Directions for this task -> Retype each entry below, keeping every character the same.

Exercise data ->
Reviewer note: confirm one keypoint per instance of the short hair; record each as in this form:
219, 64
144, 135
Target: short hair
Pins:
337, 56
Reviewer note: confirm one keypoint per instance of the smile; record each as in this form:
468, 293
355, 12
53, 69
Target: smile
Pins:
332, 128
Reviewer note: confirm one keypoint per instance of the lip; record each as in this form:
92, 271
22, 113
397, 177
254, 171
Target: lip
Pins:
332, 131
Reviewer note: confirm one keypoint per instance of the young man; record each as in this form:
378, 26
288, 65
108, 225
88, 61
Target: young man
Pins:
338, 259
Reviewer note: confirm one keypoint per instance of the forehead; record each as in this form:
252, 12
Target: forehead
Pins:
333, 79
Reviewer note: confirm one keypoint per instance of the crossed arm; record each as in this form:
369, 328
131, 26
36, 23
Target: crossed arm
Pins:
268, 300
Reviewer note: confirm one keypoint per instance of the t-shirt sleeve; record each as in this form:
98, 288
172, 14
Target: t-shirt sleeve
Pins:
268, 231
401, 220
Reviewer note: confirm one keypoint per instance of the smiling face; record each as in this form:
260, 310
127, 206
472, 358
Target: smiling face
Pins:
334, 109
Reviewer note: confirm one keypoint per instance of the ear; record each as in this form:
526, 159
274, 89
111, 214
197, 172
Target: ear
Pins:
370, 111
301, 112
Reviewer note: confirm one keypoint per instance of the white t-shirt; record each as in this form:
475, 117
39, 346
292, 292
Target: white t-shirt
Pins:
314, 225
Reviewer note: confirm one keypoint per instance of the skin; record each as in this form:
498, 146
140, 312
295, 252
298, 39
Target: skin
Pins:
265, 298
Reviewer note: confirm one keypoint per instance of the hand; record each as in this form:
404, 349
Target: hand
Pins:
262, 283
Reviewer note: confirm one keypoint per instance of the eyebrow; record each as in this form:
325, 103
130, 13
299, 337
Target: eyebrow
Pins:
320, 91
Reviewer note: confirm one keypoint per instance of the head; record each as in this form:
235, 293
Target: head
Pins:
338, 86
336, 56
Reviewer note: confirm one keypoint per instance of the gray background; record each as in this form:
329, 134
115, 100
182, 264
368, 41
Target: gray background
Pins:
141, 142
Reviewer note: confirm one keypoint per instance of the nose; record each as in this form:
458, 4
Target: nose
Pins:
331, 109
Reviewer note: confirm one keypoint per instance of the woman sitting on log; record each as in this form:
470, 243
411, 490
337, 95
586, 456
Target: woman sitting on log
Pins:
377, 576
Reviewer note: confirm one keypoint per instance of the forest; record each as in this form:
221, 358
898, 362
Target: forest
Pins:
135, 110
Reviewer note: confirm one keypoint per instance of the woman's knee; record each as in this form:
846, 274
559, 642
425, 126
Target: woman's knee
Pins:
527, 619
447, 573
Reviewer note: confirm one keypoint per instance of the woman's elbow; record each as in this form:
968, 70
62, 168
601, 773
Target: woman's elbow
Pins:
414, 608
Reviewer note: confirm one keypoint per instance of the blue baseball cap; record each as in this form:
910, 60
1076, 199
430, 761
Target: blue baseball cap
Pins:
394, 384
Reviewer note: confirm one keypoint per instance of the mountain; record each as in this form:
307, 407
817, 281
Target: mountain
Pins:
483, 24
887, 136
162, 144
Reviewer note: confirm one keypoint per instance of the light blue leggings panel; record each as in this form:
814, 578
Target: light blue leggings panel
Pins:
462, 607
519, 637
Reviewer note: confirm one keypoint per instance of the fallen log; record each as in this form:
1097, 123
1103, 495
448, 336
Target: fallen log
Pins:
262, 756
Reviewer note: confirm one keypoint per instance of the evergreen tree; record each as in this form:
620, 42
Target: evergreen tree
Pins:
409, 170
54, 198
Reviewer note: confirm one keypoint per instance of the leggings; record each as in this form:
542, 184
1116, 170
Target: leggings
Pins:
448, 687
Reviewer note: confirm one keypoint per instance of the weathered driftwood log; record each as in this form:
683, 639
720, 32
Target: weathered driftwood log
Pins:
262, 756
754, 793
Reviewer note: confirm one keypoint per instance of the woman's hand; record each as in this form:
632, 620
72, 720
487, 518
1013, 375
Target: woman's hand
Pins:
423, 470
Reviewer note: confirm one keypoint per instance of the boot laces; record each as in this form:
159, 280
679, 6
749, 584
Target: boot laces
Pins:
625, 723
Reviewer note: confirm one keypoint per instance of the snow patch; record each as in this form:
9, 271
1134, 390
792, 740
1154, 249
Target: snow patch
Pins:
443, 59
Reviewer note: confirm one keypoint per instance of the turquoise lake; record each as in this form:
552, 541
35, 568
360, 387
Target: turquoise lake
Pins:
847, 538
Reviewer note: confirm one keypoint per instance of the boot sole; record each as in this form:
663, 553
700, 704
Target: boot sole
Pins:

Output below ->
Reviewer note: confirm one keypoint per instance of the short hair; record each as in this form:
219, 64
144, 135
Target: short hair
Pins:
337, 56
Reviewer note: confirm one keypoint per instance of the smile; record each as in this form:
468, 293
355, 12
53, 69
Target: smile
Pins:
332, 128
Reviewer note: confirm one keypoint per instance of the lip; record each as in this form:
92, 271
22, 113
397, 177
254, 171
Target: lip
Pins:
332, 131
Reviewer note: confirm one keypoint per instance of the young man; record each as in this form:
378, 26
288, 65
108, 225
88, 61
Target: young man
Pins:
338, 259
Reviewer note: confirm one keypoint per instance of the forehead; record each as in this form:
252, 12
Target: forehead
Pins:
333, 79
Reviewer note: confirm one keypoint per instance of the crossed arm; record each as in this form:
369, 328
131, 26
36, 23
Target: crossed arm
Pins:
268, 300
Reviewer note: confirm one keypoint per instance of the t-shirt sleeve; record each as in this form:
98, 288
172, 14
Target: t-shirt sleeve
Pins:
268, 231
401, 220
Reviewer note: confirm one keypoint per instance of the smiling face; record each as in this form:
260, 310
127, 206
472, 358
Target: smiling face
Pins:
334, 109
Reviewer note: confirm one keypoint per instance of the ear; record each as in this form:
526, 159
274, 89
111, 214
197, 172
Target: ear
Pins:
370, 111
301, 112
Reviewer note: confirm one keypoint per instance of the white t-shirt; record each as in this form:
475, 117
39, 346
292, 292
Target: white t-shirt
Pins:
314, 225
Reviewer note: confirm one keypoint per instance of the skin; record each as in this form:
498, 146
140, 312
295, 252
298, 39
Target: skin
Pins:
265, 298
Reviewer note: confirm one keypoint per instance of the hand; record each as in this form:
404, 349
Target: hand
Pins:
262, 283
Reviewer note: confirm one keypoint per instance of the eyebrow; record each as in this form:
325, 103
130, 13
299, 337
Target: eyebrow
Pins:
320, 91
Reviewer note: confirm one keypoint per instance of the head; record each as in this form:
235, 293
Target: head
Pins:
338, 86
336, 56
Reviewer note: confirm one keypoint per instance of the gray background; record each as in this form:
329, 134
115, 100
182, 264
368, 41
Target: gray background
Pins:
141, 142
Reviewer note: confirm one keypoint per instance of the nose; record each as in this form:
458, 4
Target: nose
Pins:
331, 109
Reviewer note: confirm one keypoint per instance of the woman sitting on log; record each as in this form:
470, 243
411, 490
337, 95
586, 456
Target: woman sitting on log
Pins:
377, 576
Reviewer note: confirm one keypoint per instance of the forest; record each as in this form:
221, 358
898, 362
Target: forest
Pins:
135, 110
Reviewer note: confirm one keypoint per instance of the woman's knee; record each as in this form:
846, 274
559, 642
425, 126
Target: woman's knee
Pins:
527, 619
447, 573
Reviewer note: confirm one keypoint per instance of the woman's elbow; record each as in this form:
968, 70
62, 168
601, 773
Target: woman's elbow
Pins:
414, 608
Reviewer note: confirm one keypoint per instance of the blue baseball cap; record each as in this form:
910, 60
1076, 199
430, 761
Target: blue baseball cap
Pins:
394, 384
Reviewer note: confirm one keypoint per instance of the mountain; record each as in this form:
307, 407
817, 281
Target: mountain
Pins:
483, 24
887, 136
162, 144
Reviewer note: confirm one keypoint per instance of the light blue leggings panel; record each as in this form:
814, 578
Target: light blue leggings panel
Pins:
462, 607
519, 637
Reviewer note: confirm one keypoint per instance of the fallen log; record each as in this form:
1097, 123
1103, 495
448, 336
Target: fallen log
Pins:
262, 756
Reviewer note: confirm one keypoint per instance of the evergreen tree; record each as in this form:
620, 42
Target: evergreen tree
Pins:
409, 170
54, 198
Reviewer note: confirm one keypoint per instance of the leggings; record each as in this form:
542, 184
1116, 170
Target: leggings
Pins:
448, 687
Reviewer note: confirm one keypoint per instance of the weathered driftwood log; record each as in this form:
683, 639
720, 32
Target: weathered driftwood log
Pins:
262, 756
754, 793
Reviewer note: confirm one keypoint per instance of the woman's hand; record each as in this form:
632, 620
72, 720
487, 518
1013, 375
Target: woman's hand
Pins:
423, 470
Reviewer note: confirm one keypoint per instance of the boot laces; record each as in this form:
159, 280
679, 6
749, 584
Target: boot laces
Pins:
625, 723
Reviewer note: confirm one keypoint per instance of the snow patch; record each as in this form:
9, 271
1134, 390
792, 740
1154, 249
Target: snow patch
Pins:
443, 59
Reviewer note: confirm one keypoint per instance of the turquoise lake; record each as in this form:
552, 541
35, 568
360, 387
Target: turquoise lake
Pins:
847, 538
Reviewer note: confirm one keypoint per instance of the boot sole; record each as in this form:
663, 553
700, 704
Target: boot sole
Pins:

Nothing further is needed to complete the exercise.